**Directive**. Find each line in the listing below that contains the word "third" and copy those lines.

**Input records**.

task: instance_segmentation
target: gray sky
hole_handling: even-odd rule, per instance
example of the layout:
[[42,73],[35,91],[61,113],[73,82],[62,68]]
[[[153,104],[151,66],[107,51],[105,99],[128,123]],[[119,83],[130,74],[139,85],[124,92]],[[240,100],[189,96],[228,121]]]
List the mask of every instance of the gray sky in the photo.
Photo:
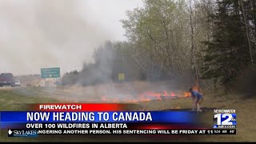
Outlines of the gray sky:
[[106,40],[125,40],[120,19],[141,0],[0,0],[0,73],[80,70]]

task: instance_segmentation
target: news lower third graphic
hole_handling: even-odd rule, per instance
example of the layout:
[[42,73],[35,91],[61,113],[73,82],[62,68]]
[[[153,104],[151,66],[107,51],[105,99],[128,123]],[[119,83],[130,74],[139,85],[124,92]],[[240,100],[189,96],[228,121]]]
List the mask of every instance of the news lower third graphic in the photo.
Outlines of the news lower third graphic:
[[9,129],[8,137],[38,137],[38,134],[37,130]]
[[237,126],[237,115],[235,110],[214,110],[214,129],[234,129]]

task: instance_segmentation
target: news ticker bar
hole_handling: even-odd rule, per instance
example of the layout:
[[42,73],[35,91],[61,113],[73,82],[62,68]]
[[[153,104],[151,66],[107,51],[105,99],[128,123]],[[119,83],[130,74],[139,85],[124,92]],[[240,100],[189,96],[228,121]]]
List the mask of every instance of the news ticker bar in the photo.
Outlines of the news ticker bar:
[[236,134],[236,130],[8,130],[9,137],[30,137],[38,134]]
[[1,129],[94,129],[94,130],[107,130],[107,129],[126,129],[126,130],[171,130],[171,129],[204,129],[190,123],[148,123],[148,122],[127,122],[127,123],[70,123],[70,122],[2,122]]

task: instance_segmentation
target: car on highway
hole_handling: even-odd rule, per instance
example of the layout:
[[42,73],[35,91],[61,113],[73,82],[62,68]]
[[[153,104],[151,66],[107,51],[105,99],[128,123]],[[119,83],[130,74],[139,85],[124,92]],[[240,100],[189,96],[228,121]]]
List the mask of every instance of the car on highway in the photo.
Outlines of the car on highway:
[[19,80],[15,80],[14,86],[21,86],[21,82]]
[[0,74],[0,87],[3,86],[15,86],[14,77],[11,73],[2,73]]

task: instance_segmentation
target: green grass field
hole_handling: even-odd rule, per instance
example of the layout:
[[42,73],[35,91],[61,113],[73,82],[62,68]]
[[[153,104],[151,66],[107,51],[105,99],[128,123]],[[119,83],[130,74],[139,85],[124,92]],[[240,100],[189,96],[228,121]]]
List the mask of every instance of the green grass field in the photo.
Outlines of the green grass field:
[[[0,90],[0,110],[26,110],[26,103],[72,102],[72,98],[63,101],[61,96],[62,89],[50,97],[47,89],[42,87],[24,87],[18,89]],[[70,96],[71,97],[71,96]],[[212,125],[214,108],[235,109],[237,113],[236,135],[180,135],[179,138],[172,136],[152,137],[149,135],[40,135],[38,138],[8,138],[7,130],[2,130],[0,142],[255,142],[256,119],[254,98],[244,98],[242,95],[234,94],[223,94],[222,92],[206,93],[202,107],[208,108],[200,116],[209,126]],[[77,100],[74,101],[77,102]],[[151,101],[136,103],[143,110],[166,110],[171,108],[190,109],[192,103],[190,98]]]

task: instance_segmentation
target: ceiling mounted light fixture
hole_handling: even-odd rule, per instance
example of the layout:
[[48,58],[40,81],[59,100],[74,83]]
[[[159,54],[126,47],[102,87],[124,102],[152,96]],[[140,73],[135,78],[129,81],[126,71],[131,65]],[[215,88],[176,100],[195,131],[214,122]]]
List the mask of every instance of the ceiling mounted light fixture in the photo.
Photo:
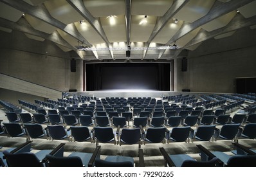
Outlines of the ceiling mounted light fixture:
[[147,15],[145,15],[144,16],[144,18],[142,19],[140,21],[139,24],[140,24],[140,25],[143,25],[143,24],[147,24]]

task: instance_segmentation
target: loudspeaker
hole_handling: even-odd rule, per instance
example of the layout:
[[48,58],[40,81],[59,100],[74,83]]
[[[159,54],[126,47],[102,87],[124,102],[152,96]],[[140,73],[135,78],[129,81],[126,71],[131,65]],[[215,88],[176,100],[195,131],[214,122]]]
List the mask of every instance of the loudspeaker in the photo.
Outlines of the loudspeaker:
[[76,61],[74,59],[70,60],[70,71],[71,72],[77,71]]
[[183,57],[181,59],[181,71],[185,72],[187,71],[188,68],[188,60],[187,58]]
[[126,51],[126,57],[131,56],[131,51]]

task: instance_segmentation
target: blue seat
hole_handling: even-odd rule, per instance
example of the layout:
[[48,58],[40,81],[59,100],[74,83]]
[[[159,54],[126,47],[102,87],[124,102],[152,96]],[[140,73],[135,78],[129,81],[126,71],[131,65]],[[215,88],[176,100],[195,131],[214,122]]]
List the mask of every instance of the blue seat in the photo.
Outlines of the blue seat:
[[69,141],[71,132],[67,130],[64,126],[61,125],[47,125],[47,130],[50,137],[52,140],[65,140]]
[[49,123],[45,115],[42,113],[33,114],[33,118],[34,119],[34,122],[37,123],[44,124]]
[[169,133],[169,131],[165,127],[149,127],[145,132],[143,143],[165,143]]
[[28,135],[30,138],[37,139],[48,138],[46,130],[39,123],[25,123],[24,124]]
[[4,125],[5,132],[7,134],[8,136],[21,137],[25,136],[27,138],[26,132],[19,123],[3,123]]
[[125,117],[113,117],[113,125],[118,127],[126,127],[126,118]]
[[152,117],[151,121],[151,126],[154,127],[163,127],[165,123],[164,116]]
[[147,117],[136,117],[134,118],[133,122],[133,126],[135,127],[146,127],[147,125]]
[[91,141],[91,143],[93,142],[93,139],[87,127],[71,126],[70,127],[70,130],[71,131],[71,136],[73,138],[73,141]]
[[100,127],[109,126],[110,123],[109,123],[109,117],[107,117],[107,116],[95,116],[95,125]]
[[214,140],[216,141],[218,138],[226,140],[234,140],[239,132],[240,124],[225,124],[221,127],[221,129],[215,128],[214,134]]
[[181,124],[181,116],[170,116],[167,125],[170,127],[178,127]]
[[170,167],[215,167],[217,158],[209,161],[199,161],[187,154],[168,154],[163,147],[160,148],[160,152],[165,160],[165,166]]
[[216,120],[215,123],[219,125],[224,125],[227,123],[230,118],[229,114],[221,114]]
[[90,115],[80,115],[79,123],[82,126],[94,125],[93,120]]
[[112,127],[95,127],[92,130],[92,132],[93,140],[96,142],[96,146],[98,143],[113,143],[114,145],[116,143],[116,136]]
[[201,125],[211,125],[214,123],[214,115],[205,115],[202,117],[201,120],[200,124]]
[[199,126],[196,130],[191,133],[191,140],[196,139],[199,141],[210,141],[214,134],[215,128],[216,125],[201,125]]
[[190,135],[190,127],[175,127],[170,132],[168,143],[172,140],[175,142],[188,142]]

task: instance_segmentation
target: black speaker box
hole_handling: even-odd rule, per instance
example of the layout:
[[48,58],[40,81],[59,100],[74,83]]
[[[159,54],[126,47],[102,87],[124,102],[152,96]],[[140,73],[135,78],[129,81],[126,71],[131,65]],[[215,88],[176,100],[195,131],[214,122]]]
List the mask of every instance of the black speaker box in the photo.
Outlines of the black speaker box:
[[126,51],[126,57],[131,56],[131,51]]
[[71,72],[76,72],[77,71],[76,61],[73,59],[70,60],[70,71]]
[[181,71],[185,72],[188,68],[188,60],[187,58],[183,58],[181,60]]

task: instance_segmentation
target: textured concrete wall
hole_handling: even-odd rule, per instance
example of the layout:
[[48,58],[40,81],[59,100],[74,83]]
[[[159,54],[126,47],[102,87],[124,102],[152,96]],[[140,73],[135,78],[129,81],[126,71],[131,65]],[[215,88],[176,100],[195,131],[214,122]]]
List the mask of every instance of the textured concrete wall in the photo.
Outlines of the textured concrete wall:
[[249,28],[232,36],[202,43],[190,51],[188,70],[181,72],[181,60],[175,61],[175,91],[235,93],[235,78],[256,76],[256,30]]
[[79,62],[77,72],[71,73],[69,53],[19,32],[0,32],[0,73],[60,91],[79,89]]

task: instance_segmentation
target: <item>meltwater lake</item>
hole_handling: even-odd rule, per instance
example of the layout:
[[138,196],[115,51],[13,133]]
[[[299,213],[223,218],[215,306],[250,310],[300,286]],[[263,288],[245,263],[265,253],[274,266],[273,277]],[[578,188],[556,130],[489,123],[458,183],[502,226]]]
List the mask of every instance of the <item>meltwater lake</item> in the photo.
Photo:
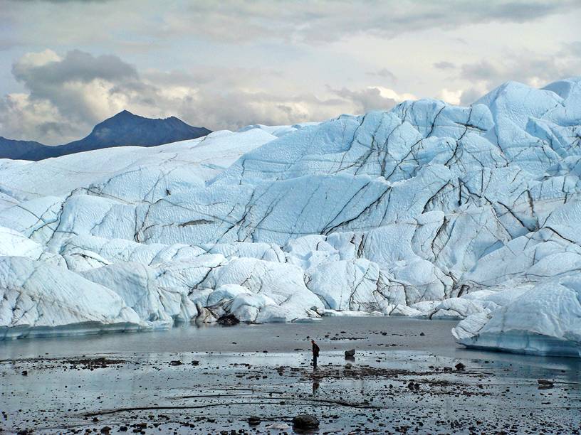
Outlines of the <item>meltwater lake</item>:
[[581,361],[467,350],[455,323],[325,318],[2,342],[0,429],[293,433],[308,413],[321,434],[580,430]]

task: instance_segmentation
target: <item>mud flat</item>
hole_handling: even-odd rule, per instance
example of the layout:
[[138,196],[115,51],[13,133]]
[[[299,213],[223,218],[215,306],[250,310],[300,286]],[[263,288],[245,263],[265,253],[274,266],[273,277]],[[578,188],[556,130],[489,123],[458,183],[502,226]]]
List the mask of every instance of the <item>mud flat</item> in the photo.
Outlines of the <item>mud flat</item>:
[[467,350],[453,325],[325,318],[3,343],[0,429],[293,433],[309,414],[320,434],[579,433],[581,362]]

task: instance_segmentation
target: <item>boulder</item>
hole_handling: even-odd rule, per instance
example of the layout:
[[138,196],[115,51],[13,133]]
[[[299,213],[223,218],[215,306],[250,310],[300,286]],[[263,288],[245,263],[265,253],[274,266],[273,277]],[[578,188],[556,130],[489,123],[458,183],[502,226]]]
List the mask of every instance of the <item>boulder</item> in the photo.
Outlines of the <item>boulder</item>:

**Task answer**.
target: news lower third graphic
List the mask of every instance of the news lower third graphic in the photo.
Outlines of the news lower third graphic:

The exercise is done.